[START OF Given data]

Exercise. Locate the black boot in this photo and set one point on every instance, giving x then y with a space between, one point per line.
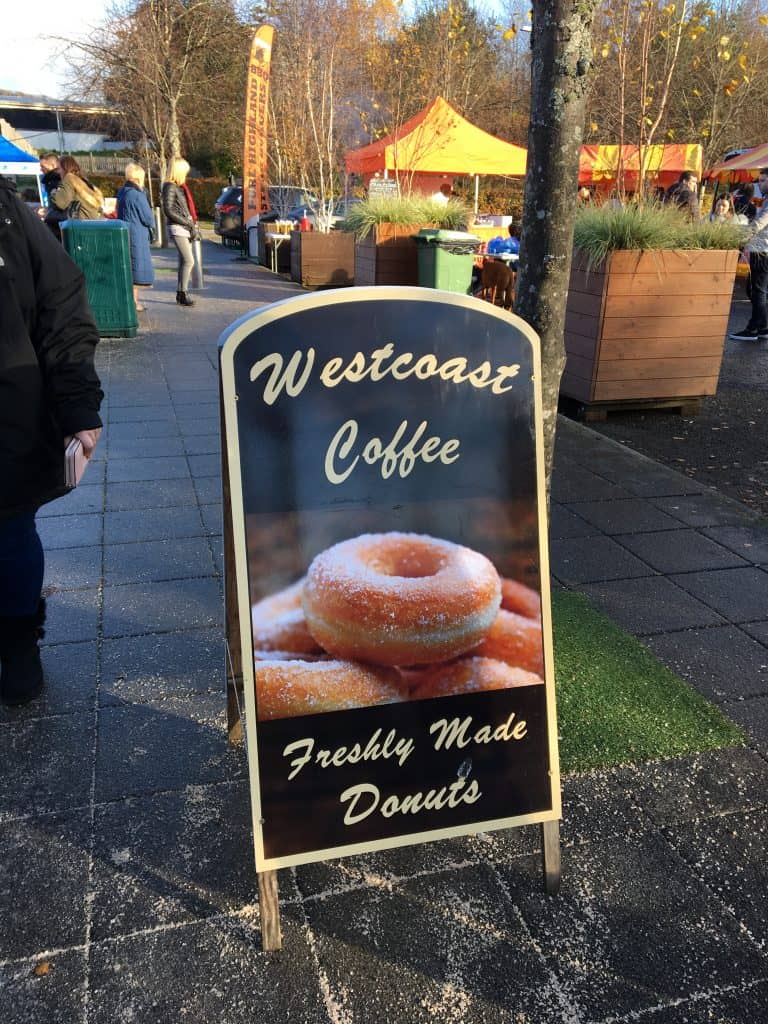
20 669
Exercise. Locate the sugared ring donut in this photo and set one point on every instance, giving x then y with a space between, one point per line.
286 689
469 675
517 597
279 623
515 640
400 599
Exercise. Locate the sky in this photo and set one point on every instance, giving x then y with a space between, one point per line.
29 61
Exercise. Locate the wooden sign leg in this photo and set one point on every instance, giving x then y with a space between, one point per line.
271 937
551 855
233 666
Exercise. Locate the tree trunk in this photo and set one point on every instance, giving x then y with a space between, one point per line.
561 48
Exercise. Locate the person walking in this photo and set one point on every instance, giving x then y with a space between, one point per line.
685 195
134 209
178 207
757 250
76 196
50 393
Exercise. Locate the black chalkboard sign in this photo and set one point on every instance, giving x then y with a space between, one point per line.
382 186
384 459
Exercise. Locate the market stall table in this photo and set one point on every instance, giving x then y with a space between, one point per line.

[END OF Given data]
[START OF Given data]

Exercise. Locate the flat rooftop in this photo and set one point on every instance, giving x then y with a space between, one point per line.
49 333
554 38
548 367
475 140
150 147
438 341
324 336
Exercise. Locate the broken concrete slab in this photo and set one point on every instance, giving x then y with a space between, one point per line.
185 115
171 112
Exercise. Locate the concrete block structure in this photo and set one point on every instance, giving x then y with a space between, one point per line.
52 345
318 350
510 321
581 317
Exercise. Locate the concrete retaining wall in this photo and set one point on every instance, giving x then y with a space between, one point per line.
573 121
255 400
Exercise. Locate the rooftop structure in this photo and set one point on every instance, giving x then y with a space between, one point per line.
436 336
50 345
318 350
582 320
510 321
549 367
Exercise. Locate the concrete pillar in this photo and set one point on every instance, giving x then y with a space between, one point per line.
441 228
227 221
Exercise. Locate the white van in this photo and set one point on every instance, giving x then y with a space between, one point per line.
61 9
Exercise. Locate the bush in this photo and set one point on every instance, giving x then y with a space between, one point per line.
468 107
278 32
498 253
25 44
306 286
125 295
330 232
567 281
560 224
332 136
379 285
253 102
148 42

[END OF Given data]

Exercise brief: Copy out the data above, from the line containing "Exercise. Locate the black boot" through the line containing "Exercise. Locate the market", including both of those lines. Leave out the pictures.

Task response:
Exercise. Locate the black boot in this photo and set one point on every instance, giving x then y with a space between, one point per line.
20 669
Exercise. Locate the sugared ring donut in this photo and set one point on every instance, giving x then y with a space between, one point per line.
286 689
469 675
517 597
279 623
515 640
400 599
Exercise. Locate the sky in this photo and set one point on every instance, giving x then y with a space between, one point per line.
29 61
Exercise. Locate the wooden sign leg in this photo and set one point on every instance, giving x then y with a space between, one point per line.
271 937
551 855
233 666
Exercise. Locate the tree trunk in this photo and set one point on every instance, giving x then y with a space between, one point per line.
561 48
Exercise. Locate the person walking in this photo and set one point on every instance, giving x then y with a space between, one point per line.
685 195
134 209
178 207
757 250
76 196
50 393
Exercise. Locate the black chalkboard sign in this photo and set one point on every instance, giving x then y with a space between, one point per line.
382 186
384 459
Exercise. Locate the market stall table in this photo and set one point on every instance, giving x then y with a space between, one point per line.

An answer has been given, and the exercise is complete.